» PROMPT: Transcribe each entry shown below with no difference from the original.

» SUPPLIED RECORDS:
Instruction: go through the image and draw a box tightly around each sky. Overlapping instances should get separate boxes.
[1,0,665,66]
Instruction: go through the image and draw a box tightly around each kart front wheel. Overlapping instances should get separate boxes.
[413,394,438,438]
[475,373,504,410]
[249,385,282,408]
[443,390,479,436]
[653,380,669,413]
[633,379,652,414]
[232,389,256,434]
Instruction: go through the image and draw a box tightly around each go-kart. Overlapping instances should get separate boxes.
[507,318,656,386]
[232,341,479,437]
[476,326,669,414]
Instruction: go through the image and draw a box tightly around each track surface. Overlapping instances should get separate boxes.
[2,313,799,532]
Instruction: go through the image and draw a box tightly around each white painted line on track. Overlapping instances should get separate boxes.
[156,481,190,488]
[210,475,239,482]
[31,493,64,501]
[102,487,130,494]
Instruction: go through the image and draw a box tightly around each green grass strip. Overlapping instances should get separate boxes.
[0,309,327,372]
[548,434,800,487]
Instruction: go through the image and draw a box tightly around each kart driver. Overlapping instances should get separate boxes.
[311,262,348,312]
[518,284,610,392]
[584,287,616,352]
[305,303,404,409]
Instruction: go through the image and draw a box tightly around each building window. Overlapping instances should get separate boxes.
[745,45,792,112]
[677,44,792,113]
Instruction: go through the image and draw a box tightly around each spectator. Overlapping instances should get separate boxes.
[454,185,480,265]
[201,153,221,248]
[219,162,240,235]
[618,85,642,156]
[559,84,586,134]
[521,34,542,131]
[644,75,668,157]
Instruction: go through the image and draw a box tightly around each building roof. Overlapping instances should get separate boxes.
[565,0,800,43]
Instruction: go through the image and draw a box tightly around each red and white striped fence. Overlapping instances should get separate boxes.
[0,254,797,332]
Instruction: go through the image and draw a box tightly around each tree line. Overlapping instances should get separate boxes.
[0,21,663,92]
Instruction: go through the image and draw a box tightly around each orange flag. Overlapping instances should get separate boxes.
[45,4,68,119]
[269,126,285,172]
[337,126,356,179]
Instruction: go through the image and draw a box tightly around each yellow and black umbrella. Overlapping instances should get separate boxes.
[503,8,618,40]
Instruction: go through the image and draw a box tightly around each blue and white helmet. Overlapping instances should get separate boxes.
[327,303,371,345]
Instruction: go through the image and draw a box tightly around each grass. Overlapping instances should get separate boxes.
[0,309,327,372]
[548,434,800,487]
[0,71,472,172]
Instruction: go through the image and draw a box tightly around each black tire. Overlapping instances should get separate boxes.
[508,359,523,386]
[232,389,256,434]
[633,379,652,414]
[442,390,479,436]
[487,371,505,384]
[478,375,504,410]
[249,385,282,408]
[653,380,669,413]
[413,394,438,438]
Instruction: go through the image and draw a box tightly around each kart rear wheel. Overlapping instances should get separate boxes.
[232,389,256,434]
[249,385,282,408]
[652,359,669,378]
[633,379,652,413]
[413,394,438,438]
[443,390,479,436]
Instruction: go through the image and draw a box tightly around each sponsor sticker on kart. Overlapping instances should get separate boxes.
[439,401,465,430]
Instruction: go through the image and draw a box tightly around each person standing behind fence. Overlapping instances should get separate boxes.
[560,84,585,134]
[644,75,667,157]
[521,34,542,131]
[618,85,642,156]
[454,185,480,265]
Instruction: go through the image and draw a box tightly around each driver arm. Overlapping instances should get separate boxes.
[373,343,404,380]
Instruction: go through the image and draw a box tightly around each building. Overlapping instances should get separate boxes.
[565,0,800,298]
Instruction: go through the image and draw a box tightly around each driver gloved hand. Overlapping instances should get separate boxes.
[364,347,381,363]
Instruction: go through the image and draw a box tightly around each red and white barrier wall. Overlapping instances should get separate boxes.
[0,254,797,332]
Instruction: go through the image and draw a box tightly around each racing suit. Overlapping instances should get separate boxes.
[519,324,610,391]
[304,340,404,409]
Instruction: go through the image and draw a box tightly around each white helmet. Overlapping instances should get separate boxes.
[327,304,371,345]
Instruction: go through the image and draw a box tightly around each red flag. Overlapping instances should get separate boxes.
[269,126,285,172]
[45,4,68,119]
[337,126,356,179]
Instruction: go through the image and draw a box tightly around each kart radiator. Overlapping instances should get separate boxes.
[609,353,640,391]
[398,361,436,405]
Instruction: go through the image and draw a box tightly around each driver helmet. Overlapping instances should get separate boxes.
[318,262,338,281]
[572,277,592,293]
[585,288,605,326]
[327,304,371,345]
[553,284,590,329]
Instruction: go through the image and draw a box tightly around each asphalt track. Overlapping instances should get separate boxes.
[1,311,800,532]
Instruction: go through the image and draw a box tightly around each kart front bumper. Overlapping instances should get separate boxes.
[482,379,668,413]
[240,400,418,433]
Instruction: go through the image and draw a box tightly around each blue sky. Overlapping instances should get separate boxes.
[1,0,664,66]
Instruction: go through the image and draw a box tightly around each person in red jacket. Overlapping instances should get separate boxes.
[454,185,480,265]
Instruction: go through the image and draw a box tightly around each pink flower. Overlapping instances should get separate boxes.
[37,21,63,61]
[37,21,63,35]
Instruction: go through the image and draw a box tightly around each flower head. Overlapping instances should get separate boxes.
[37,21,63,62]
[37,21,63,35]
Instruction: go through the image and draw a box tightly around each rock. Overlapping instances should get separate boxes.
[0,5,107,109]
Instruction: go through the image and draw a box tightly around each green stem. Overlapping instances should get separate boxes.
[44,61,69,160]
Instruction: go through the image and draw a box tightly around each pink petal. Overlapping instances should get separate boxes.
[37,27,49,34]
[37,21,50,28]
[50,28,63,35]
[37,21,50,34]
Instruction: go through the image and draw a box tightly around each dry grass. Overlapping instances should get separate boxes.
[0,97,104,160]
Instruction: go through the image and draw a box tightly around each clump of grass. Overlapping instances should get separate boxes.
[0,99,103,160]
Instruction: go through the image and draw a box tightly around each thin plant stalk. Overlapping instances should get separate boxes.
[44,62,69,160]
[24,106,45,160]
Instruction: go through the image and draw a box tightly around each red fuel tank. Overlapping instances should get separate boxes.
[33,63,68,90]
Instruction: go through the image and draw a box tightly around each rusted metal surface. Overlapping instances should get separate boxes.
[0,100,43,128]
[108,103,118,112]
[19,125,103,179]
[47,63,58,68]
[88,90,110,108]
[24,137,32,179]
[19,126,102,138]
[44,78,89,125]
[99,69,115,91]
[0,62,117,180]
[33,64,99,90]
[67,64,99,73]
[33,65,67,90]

» RESPONSE TO THE EXERCISE:
Instruction: go through the image and draw a box tightly around each sky. Overlapping instances should get separate boxes.
[1,0,665,66]
Instruction: go through the image and draw a box tightly around each kart front wheel. Overlapping instances should get separate boxes.
[413,394,438,438]
[475,373,504,410]
[249,385,282,408]
[443,390,479,436]
[653,380,669,413]
[633,379,652,414]
[232,389,256,434]
Instruction: go through the image and draw a box tightly around each go-kart. Overlapping instances should get separate boxes.
[507,318,656,386]
[232,341,479,437]
[476,326,669,414]
Instruction: go through the image and draw a box tightly around each track surface. Overlapping instances should get separate boxes.
[2,313,799,532]
Instruction: go through the image and draw a box tightly around each white painted line on track. Overlapping instances should get separate boxes.
[156,481,190,488]
[210,475,239,482]
[31,493,64,501]
[102,487,130,494]
Instruction: go through the image and draw a box tightly around each green grass strip. Overlapping instances should get separate boxes.
[0,309,327,372]
[548,434,800,487]
Instruction: go through the image and draw a box tightly around each kart driver. Overlapping instances should get separate boxes.
[311,262,348,312]
[518,284,610,392]
[584,287,616,352]
[305,303,404,409]
Instruction: go through the image and draw a box tightly around each building window. Overlapping instances should get separate boxes.
[745,45,792,112]
[677,44,792,113]
Instruction: go through the image and draw a box tightly around each spectator. Overlapping instances should get separate boxes.
[454,185,480,265]
[201,153,221,248]
[219,162,240,235]
[618,85,642,156]
[559,84,586,134]
[521,34,542,131]
[644,75,668,157]
Instruction: go through the image and draw a box tightly around each building roof. Overlapping instances should get separate boxes.
[565,0,800,43]
Instruction: go through the image and draw a box tightly around each red and white striped fence. Overlapping instances should get separate boxes.
[0,254,797,332]
Instruction: go through the image and draw a box tightly around each tree line. Overlapping instances should get separate boxes.
[0,21,663,92]
Instruction: go through the image and draw a box tightly around each orange flag. Overlapping instances should get separate boxes.
[45,4,68,119]
[269,126,285,172]
[337,126,356,179]
Instruction: go through the image and draw a box tightly around each yellow and black umbrella. Overlapping instances should get separate boxes.
[503,8,618,40]
Instruction: go through the image and draw a box tightly around each blue and white helmet. Overlapping instances should get separate boxes.
[327,303,371,345]
Instruction: go through the image and draw a box tightly around each grass. Overlapping instances should get separate boxes.
[0,309,327,372]
[548,434,800,487]
[0,71,472,172]
Instruction: go through the image and draw a box tightly around each black tire. Overlapping instances should get separate boxes.
[508,359,523,386]
[232,389,256,434]
[633,379,652,414]
[442,390,479,436]
[487,371,505,384]
[478,375,504,410]
[249,385,282,408]
[653,380,669,413]
[413,394,438,438]
Instruction: go through the image and draw a box tightly around each kart rear wheel. Overlapping instances should get separate boxes.
[232,389,256,434]
[249,385,282,408]
[652,359,669,378]
[633,379,652,413]
[413,394,438,438]
[443,390,479,436]
Instruction: go through the image and draw a box tightly around each sponsor sticker on kart. Overlapping instances should get separate boxes.
[439,401,465,430]
Instruction: go through the image and draw a box tightly around each person standing behind fence. Overlapping instances should get separate boxes.
[560,84,585,134]
[644,75,667,157]
[521,34,542,131]
[618,85,642,156]
[454,185,480,265]
Instruction: go through the image and draw a box tightly around each driver arm. Overlapping instances should get separate boxes.
[373,343,404,380]
Instruction: go through the image and draw a box tightly around each building. Overlapping instances should get separate boxes.
[565,0,800,298]
Instruction: go through the image and draw a box tightly around each driver gloved hand. Overlapping instances should get separate boxes.
[364,347,381,363]
Instruction: go through the image and draw a box tightly around each red and white barrier wall. Overlapping instances should get separate boxes.
[0,254,797,332]
Instruction: go through the image and draw a box tightly around each racing suit. Overlapping instances should get separate boxes.
[519,324,610,391]
[304,340,404,409]
Instruction: go through the image and draw a box tightly around each white helmet. Overlapping instances should get separate boxes.
[327,304,371,345]
Instruction: go through the image and draw a box tightly around each red flag. Overlapping instances should get separate boxes.
[269,126,285,172]
[45,4,68,119]
[337,126,356,179]
Instruction: go through the image and draw a box tightly around each kart radiator. Overlapping instances should get separate boxes.
[609,353,640,391]
[398,361,436,405]
Instruction: go through the image and draw a box tightly around each driver helmet. Overlapping instances should get separate boxes.
[318,262,338,281]
[572,277,592,293]
[585,288,605,326]
[327,304,371,345]
[553,284,590,329]
Instruction: go through the image and draw a box tightly around each asphalt track. Overlapping instances should get separate boxes.
[1,311,800,532]
Instruction: go through the image and draw a box tightly around each kart front bumper. Overlapping instances should get separate boxes.
[482,379,668,413]
[240,400,418,433]
Instruction: go through the image and draw a box tightly around each blue sky. Overlapping instances should get separate boxes.
[1,0,664,66]
Instruction: go through the image and draw a box tightly around each person in red jacket. Overlapping instances should get separate boxes.
[454,185,480,265]
Instruction: go through the image and draw a box tightly around each pink flower. Overlapping instances should get separate boxes.
[37,21,63,61]
[37,21,63,35]
Instruction: go through the image and draw a box tightly around each flower head. Overlapping instances should get separate boxes.
[37,21,63,62]
[37,21,63,35]
Instruction: go through the image and draw a box tightly around each rock. Overlapping instances should get separate boxes.
[0,5,107,109]
Instruction: go through the image and draw a box tightly around each green stem. Overlapping instances should get separate boxes.
[44,61,69,160]
Instruction: go through the image and draw a box tightly around each pink petal. Overlapping instances should get separate boxes.
[37,27,49,34]
[37,21,50,28]
[50,28,63,35]
[37,21,50,34]
Instruction: go through the image and draw a box tightly around each dry grass. Overlapping instances should get separate boxes.
[0,97,104,160]
Instruction: go through the image and draw a box tightly around each clump of grass. Overlapping instances should get separate boxes.
[0,99,103,160]
Instruction: go through the image and draw a box tightly around each thin plant stalk. Overlapping instances should get separate boxes.
[44,62,69,160]
[24,106,45,160]
Instruction: go through the image and draw a box tightly around each red fuel tank. Overlapping instances should get separate boxes.
[33,63,68,90]
Instruction: go through the image and draw a box tightly around each rusted metal surface. Overlapping instances should get separate boxes.
[0,100,43,128]
[108,103,118,112]
[19,125,103,179]
[47,63,58,68]
[88,90,110,108]
[24,137,32,179]
[19,126,102,138]
[44,78,89,125]
[99,69,115,91]
[0,62,117,180]
[33,64,99,90]
[67,64,99,73]
[33,65,67,90]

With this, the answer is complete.